Pick out each line in the listing below that contains the word "hooded", and copy those lines.

— Start —

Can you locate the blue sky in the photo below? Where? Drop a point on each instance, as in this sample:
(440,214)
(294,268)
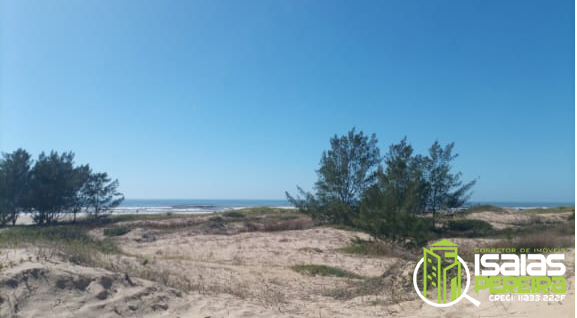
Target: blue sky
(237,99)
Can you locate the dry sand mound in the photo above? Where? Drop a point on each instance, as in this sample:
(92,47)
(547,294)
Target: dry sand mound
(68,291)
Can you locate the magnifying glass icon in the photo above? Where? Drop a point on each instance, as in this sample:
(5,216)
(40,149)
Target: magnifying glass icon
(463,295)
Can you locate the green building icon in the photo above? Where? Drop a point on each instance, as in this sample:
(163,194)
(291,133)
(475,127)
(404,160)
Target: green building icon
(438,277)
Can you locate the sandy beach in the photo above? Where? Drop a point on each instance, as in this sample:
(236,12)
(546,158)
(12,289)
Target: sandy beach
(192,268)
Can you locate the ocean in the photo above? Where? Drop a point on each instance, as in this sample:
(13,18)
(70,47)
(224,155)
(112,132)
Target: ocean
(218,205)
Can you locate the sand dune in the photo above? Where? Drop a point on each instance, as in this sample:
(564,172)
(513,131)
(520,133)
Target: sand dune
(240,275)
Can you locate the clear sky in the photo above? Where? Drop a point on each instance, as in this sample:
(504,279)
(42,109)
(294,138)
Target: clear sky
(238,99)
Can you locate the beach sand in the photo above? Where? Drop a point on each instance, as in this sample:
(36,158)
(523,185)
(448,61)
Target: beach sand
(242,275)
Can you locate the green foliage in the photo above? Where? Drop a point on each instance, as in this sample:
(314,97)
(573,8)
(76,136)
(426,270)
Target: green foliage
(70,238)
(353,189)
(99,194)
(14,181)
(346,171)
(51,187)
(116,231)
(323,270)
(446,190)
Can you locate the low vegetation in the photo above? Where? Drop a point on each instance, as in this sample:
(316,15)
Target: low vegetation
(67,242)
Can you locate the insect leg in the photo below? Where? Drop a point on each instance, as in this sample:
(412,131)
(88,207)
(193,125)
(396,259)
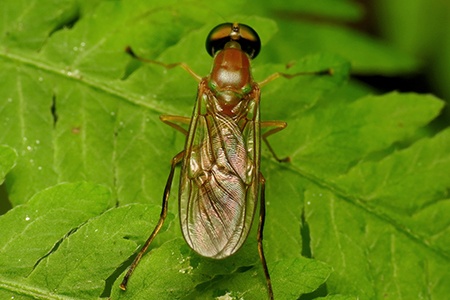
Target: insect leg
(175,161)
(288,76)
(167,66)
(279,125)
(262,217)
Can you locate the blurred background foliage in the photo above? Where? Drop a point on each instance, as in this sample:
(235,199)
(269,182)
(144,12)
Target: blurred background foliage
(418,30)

— End —
— Start —

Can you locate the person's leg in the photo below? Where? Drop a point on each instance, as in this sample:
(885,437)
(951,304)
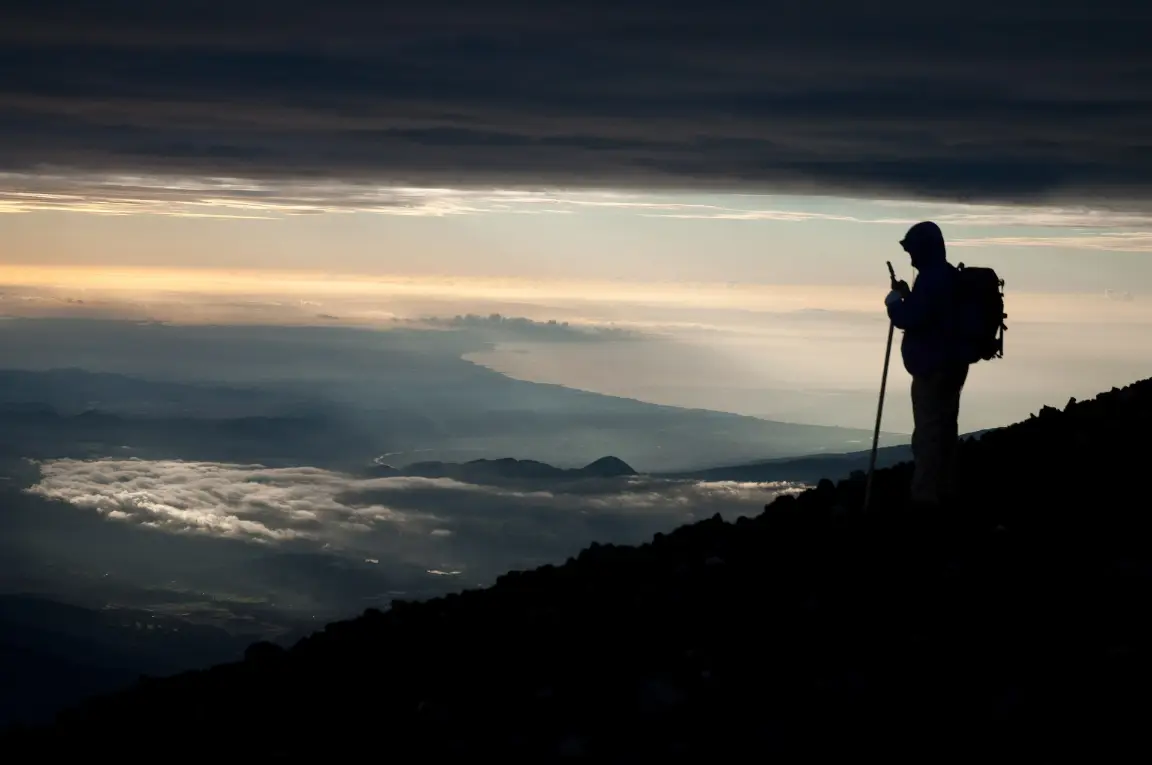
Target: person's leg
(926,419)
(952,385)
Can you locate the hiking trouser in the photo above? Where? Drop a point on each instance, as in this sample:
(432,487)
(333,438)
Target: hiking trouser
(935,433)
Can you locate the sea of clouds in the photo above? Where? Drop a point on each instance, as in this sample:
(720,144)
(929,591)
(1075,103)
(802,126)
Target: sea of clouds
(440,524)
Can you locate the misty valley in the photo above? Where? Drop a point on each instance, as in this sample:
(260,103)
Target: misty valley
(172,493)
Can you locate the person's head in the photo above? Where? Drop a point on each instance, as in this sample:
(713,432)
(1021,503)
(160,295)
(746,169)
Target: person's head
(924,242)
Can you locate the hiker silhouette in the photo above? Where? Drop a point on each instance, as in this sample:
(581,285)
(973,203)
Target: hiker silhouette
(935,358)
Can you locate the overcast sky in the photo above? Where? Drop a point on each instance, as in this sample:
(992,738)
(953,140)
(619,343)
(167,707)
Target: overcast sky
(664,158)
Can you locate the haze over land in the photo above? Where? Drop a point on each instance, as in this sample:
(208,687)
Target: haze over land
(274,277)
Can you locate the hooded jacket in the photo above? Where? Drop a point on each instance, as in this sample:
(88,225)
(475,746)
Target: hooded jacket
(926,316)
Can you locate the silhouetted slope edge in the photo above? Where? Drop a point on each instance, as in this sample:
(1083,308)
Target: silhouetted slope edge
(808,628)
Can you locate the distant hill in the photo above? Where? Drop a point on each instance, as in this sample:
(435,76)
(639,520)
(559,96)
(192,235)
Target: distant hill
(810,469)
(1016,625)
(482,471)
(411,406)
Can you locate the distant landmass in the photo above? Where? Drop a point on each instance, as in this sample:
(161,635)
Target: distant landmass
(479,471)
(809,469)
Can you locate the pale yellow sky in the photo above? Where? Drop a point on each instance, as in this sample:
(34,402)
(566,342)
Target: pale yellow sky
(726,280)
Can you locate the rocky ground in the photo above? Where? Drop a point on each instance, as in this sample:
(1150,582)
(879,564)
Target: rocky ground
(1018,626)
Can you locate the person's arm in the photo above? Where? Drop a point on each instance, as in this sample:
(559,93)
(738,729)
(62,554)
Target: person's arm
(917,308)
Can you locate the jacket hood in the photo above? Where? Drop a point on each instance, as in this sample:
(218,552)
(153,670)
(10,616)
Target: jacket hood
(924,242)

— End —

__Complete response__
Can you locate the hooded jacket in the photo above? Where? Drop a point on each instance, as in this sample:
Target: hooded jacket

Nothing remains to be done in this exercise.